• **DOCUMENT PASSAGE**:
Most one-year-olds have between two and eight teeth, with six being a common count right around the first birthday. The exact number varies widely because baby teeth follow a range rather than a fixed schedule, and some perfectly healthy babies still have no teeth at 12 months.
Which Teeth Come In During the First Year
The two bottom front teeth (lower central incisors) are almost always first, typically breaking through between 6 and 10 months. The two upper front teeth follow, usually arriving between 8 and 12 months. After that, the upper lateral incisors (the teeth flanking the top front two) start coming in around 9 to 13 months, often overlapping with the first birthday.
So by 12 months, most babies have their two bottom front teeth and two to four upper front teeth. Some early teethers who got their first tooth at 4 or 5 months may already have six or eight teeth. Late teethers might have just two. Both scenarios fall within the normal range.
What Comes Next After Age One
The lower lateral incisors typically appear between 10 and 16 months, filling out the bottom row. First molars follow between 13 and 19 months on top and 14 to 18 months on the bottom. These are the wider, flat teeth toward the back of the mouth, and their arrival is often more uncomfortable than the front teeth. Canines (the pointed teeth between the incisors and molars) come in around 16 to 23 months, and the second set of molars rounds things out between 23 and 33 months.

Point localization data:
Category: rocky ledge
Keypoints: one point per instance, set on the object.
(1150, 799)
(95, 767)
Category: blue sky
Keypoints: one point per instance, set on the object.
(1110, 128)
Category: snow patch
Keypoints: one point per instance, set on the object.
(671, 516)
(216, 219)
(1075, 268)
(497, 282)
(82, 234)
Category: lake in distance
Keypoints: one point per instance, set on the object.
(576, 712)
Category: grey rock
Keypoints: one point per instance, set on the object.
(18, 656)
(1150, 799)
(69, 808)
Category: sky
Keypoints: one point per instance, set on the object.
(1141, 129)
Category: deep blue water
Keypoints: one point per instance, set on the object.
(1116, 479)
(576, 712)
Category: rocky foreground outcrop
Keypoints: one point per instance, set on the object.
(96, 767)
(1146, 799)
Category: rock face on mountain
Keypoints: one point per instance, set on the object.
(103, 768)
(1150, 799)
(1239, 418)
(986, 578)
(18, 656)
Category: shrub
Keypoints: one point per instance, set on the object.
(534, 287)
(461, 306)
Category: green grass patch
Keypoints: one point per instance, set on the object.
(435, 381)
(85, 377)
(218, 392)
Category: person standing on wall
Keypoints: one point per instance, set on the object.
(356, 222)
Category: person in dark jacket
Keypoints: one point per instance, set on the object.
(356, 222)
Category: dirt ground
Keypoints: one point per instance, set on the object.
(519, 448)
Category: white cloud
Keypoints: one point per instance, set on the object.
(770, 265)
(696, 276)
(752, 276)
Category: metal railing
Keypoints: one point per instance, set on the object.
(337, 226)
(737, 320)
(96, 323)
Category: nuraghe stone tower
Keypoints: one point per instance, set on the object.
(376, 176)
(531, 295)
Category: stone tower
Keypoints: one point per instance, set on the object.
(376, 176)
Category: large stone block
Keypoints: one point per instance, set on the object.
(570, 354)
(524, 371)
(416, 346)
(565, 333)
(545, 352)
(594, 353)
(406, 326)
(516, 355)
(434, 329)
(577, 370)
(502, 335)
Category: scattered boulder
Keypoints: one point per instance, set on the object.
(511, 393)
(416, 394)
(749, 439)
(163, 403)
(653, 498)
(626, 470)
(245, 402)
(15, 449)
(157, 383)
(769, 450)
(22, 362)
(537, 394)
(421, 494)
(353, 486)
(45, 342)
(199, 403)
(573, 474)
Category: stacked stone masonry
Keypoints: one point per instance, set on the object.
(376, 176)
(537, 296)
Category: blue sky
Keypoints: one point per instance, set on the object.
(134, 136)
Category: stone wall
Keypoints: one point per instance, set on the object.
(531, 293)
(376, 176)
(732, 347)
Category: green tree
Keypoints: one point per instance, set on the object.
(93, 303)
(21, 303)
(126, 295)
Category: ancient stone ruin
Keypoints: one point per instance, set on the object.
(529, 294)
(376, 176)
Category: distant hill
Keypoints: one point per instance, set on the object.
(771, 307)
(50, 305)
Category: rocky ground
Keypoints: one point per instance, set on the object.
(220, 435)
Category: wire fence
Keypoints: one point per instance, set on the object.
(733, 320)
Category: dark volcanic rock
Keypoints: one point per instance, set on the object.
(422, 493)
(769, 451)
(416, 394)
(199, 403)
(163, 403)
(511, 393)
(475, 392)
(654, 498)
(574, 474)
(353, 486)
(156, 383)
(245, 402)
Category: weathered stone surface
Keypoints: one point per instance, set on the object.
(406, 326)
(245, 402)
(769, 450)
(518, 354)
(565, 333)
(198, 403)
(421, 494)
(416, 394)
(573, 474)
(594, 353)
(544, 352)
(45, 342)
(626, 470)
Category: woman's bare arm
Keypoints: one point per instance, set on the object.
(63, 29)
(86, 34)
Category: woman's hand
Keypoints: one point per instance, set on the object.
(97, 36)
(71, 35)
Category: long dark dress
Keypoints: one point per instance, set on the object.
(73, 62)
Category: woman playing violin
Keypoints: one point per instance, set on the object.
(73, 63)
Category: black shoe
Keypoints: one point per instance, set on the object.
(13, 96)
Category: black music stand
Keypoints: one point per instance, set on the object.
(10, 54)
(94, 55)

• **EXERCISES TO COMPLETE**:
1. Retype the passage on baby teeth, starting at "Which Teeth Come" and ending at "with the first birthday.".
2. Render this sentence from the passage on baby teeth in Spanish: "The two upper front teeth follow, usually arriving between 8 and 12 months."
3. Write what follows the end of the passage on baby teeth.

• **RESPONSES BY ITEM NUMBER**:
1.
Which Teeth Come In During the First Year
The two bottom front teeth (lower central incisors) are almost always first, typically breaking through between 6 and 10 months. The two upper front teeth follow, usually arriving between 8 and 12 months. After that, the upper lateral incisors (the teeth flanking the top front two) start coming in around 9 to 13 months, often overlapping with the first birthday.

2. Les siguen los dos dientes frontales superiores, que suelen salir entre los 8 y los 12 meses.

3.
Children end up with 20 primary teeth total: 8 incisors, 4 canines, and 8 molars. The full set is usually in place somewhere between the second and third birthday.
When No Teeth at 12 Months Is Still Normal
If your one-year-old has zero teeth, that’s considered late teething, but it’s not automatically a problem. Some babies simply run on a slower timeline. Genetics play the biggest role. If one or both parents were late teethers, their child is more likely to be one too. Premature birth and low birth weight can also push the schedule back.
The threshold that typically prompts a closer look is 18 months. If no teeth have appeared by then, a pediatric dentist can check whether anything else is going on, such as an issue with the gums or underlying tooth development. Before that point, a toothless grin at 12 or even 14 months is rarely a concern on its own.
Teething Symptoms to Expect
The classic signs are heavy drooling, chewing on anything within reach, and general fussiness. Many babies become irritable, have trouble sleeping, or cry more than usual in the days around a new tooth breaking through. Some develop a mild, low-grade temperature below 101°F.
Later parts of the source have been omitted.